### Exercise requirements:
For the records that follow, give the number of lines in which the word "like" occurs, with nothing added.

### Data under study:
----

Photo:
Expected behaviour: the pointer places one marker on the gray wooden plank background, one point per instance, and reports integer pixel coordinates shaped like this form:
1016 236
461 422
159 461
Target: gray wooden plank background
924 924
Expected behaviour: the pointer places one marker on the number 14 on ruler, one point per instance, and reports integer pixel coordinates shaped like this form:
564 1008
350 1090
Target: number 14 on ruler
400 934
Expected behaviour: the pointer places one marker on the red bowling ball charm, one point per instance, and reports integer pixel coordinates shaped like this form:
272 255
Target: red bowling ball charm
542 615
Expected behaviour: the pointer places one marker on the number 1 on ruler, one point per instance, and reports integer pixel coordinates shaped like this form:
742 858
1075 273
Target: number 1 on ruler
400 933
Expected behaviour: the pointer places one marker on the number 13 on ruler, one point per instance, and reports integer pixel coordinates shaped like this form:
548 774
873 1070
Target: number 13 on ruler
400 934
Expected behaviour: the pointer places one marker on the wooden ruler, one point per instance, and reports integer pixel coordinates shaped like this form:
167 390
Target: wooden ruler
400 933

----

### Task output:
6